▶ ТЕКСТОВЫЙ БЛОК:
Библиотека сайта XIII век
УТЕМИШ-ХАДЖИ ИБН МАУЛАНА МУХАММАД ДОСТИ
ЧИНГИЗ-НАМЕ
НЕИЗВЕСТНАЯ ВЕРСИЯ ГИБЕЛИ УРУС-ХАНА
(ИЗ ПОЛИТИЧЕСКОЙ ИСТОРИИ ВОСТОЧНОГО ДАШТ-И КЫПЧАКА XIV В.)
После смерти последних ханов Золотой Орды Джанибека и Берди-бека, потомков 2-го сына Джучи — Бату, во владениях Золотой Орды, в Дашт-и Кыпчаке более чем на 20 лет установилась смута. Исследователи отмечают обычно, что за эти годы в Сарае сменилось более 25 ханов. Восточный Дашт-и Кыпчак, т. е. Казахские степи отделились от Сарая, вероятно, несколько ранее. Здесь, однако, также не было мира. За власть боролись различные группировки, во главе которых стояли, фактически или номинально, потомки разных сыновей Джучи, которых у него (только “законных”), по отдельным источникам, насчитывается до 18. Их общими усилиями потомки Бату были истреблены. Наступало уже время, когда на политической арене Восточного Дашт-и Кыпчака должны были остаться только соперничавшие линии потомков 5-го сына Джучи—Шайбана и 13-го сына Джучи — Тука-Тимура. В означенное время власть в Восточном Дашт-и Кыпчаке удалось сосредоточить в своих руках Урус-хану, сыну Бадыка, потомку Тука-Тимура.
Политическая обстановка в странах, окружавших Восточный Дашт-и Кыпчак, была опасной для Урус-хана. В Западном Дашт-и Кыпчаке возвысился племенной предводитель Мамай. В Сарае все время менялись ханы, постоянно предпринимались попытки восстановить власть Золотой Орды в Восточном Дашт-и Кыпчаке. Возвышалась Московская Русь. В Средней Азии приближалось время торжества Эмира Тимура. В Могулистане усилился Чагатаид Туглук-Тимур-хан. В такой ситуации действовали против Урус-хана и силы внутри самого Восточного Дашт-и Кыпчака в лице Джучидов, племенных владетелей и др. Именно эти силы и привели в конце концов к гибели Урус-хана и сорвали его попытки объединить Восточный Дашт-и Кыпчак.
Введенные в обиход источники не сообщают подробно о том, как сошел с политической арены Урус-хан. Сообщается, например, что он умер естественной смертью. Этому противоречат, однако, известия такого сочинения, как “Чингиз-наме” Утемиша-хаджи. По данным этого источника, Урус-хан был убит в стычке с Тохтамышем. Последний также был потомком Тука-Тимура. Его отец, Той-Ходжа, был убит Урус-ханом за неповиновение. Той-Ходже принадлежал якобы наследственно [77] Мангышлак. Известно, что Тохтамыш бежал из Дашт-и Кыпчака в Мавераннахр к Эмиру Тимуру. Последний использовал Тохтамыша в борьбе против Урус-хана. Борьба же между Тимуром и Урусом была ожесточенной. Разворачивалась она в основном в присырдарьинских районах. По источникам известно, что Тимур несколько раз помогал Тохтамышу людьми и снаряжением. Однако, по известным нам данным, Урус постоянно одерживал победы над Тохтамышем, и тот смог утвердиться на “троне Саина” и временно объединить Восточный и Западный Дашт-и Кыпчак лишь после смерти Уруса, когда он одолел и Мамая, пережившего разгром на поле Куликовом.

[Записи коллекции]
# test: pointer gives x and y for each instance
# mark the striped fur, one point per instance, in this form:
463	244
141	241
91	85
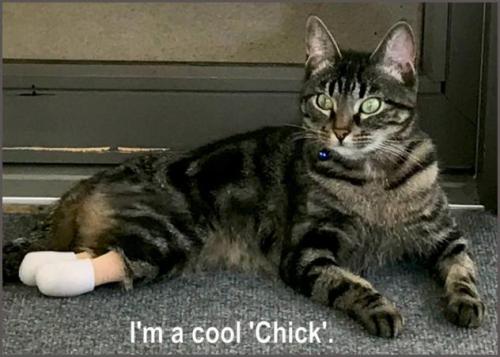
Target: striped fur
265	199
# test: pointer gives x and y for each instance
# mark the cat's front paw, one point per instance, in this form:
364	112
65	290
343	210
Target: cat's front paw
384	320
464	310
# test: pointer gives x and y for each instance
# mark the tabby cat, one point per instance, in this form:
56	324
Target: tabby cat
318	205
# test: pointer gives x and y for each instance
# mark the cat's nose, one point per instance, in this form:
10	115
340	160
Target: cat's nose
341	133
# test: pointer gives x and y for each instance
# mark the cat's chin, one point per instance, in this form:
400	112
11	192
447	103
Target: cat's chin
348	152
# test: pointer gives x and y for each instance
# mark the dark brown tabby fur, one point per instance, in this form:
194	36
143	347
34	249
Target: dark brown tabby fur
314	205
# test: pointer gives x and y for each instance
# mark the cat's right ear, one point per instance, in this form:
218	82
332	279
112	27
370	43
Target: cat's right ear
321	48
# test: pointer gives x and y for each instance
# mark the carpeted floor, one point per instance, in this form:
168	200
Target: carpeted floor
99	323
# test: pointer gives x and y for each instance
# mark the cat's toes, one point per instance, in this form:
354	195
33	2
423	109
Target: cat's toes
465	311
384	321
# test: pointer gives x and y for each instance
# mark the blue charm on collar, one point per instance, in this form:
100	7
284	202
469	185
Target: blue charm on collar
324	154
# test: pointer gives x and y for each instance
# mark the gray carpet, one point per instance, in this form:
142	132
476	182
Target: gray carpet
99	322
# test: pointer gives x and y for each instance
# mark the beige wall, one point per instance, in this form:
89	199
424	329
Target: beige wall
237	32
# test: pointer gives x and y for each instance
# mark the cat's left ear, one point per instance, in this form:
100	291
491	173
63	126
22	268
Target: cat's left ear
396	53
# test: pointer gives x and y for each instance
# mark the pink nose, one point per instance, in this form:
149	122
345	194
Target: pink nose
341	133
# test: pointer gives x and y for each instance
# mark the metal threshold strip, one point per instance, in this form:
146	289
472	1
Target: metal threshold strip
18	200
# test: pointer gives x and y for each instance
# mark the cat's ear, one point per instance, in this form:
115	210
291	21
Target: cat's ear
321	48
396	53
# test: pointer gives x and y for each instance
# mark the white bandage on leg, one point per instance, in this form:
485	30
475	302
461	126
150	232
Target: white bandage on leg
35	260
68	278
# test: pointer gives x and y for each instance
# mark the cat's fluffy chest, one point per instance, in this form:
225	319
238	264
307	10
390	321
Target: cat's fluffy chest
371	202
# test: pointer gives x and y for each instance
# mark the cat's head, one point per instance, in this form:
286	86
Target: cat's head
357	103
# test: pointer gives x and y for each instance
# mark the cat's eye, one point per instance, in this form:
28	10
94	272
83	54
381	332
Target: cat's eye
324	102
370	105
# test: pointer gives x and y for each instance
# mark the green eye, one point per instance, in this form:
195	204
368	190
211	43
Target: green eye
324	102
371	105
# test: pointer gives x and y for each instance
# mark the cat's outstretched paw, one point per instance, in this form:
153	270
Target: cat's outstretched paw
464	310
384	320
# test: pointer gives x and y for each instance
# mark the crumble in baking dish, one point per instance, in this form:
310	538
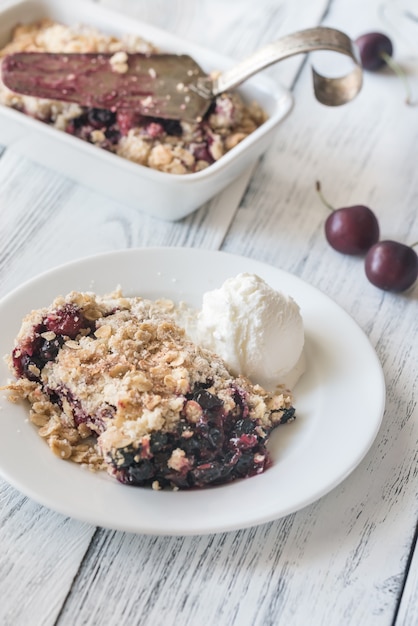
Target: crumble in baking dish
166	145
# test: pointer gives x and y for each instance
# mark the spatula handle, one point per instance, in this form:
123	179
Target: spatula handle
329	91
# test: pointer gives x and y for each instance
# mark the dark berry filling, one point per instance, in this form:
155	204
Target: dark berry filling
218	448
31	355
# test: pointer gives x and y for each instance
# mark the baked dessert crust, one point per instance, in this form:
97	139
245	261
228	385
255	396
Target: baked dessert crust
167	146
114	383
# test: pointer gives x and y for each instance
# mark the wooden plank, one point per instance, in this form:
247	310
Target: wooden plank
40	556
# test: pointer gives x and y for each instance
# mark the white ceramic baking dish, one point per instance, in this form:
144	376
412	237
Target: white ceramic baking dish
167	196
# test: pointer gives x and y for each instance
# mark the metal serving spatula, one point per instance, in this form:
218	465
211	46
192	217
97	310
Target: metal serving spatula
168	85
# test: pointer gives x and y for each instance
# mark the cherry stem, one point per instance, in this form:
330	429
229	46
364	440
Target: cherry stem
322	197
395	67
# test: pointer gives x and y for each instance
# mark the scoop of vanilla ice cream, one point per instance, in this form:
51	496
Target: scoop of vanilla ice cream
256	330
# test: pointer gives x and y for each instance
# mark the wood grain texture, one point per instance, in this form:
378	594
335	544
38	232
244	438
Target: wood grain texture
350	557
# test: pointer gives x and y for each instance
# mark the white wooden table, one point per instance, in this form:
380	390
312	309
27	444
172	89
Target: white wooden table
349	558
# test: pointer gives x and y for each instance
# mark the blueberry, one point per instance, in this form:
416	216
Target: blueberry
50	349
207	400
158	442
141	472
100	118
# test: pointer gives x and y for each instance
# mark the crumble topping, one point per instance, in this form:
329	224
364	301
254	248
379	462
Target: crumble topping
114	383
166	145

▶ ЧТО ТРЕБУЕТСЯ:
Как, согласно текстовому блоку, погиб Урус-хан по данным «Чингиз-наме» Утемиша-хаджи?

▶ РЕЗУЛЬТАТ УПРАЖНЕНИЯ:
Урус-хан был убит в стычке с Тохтамышем.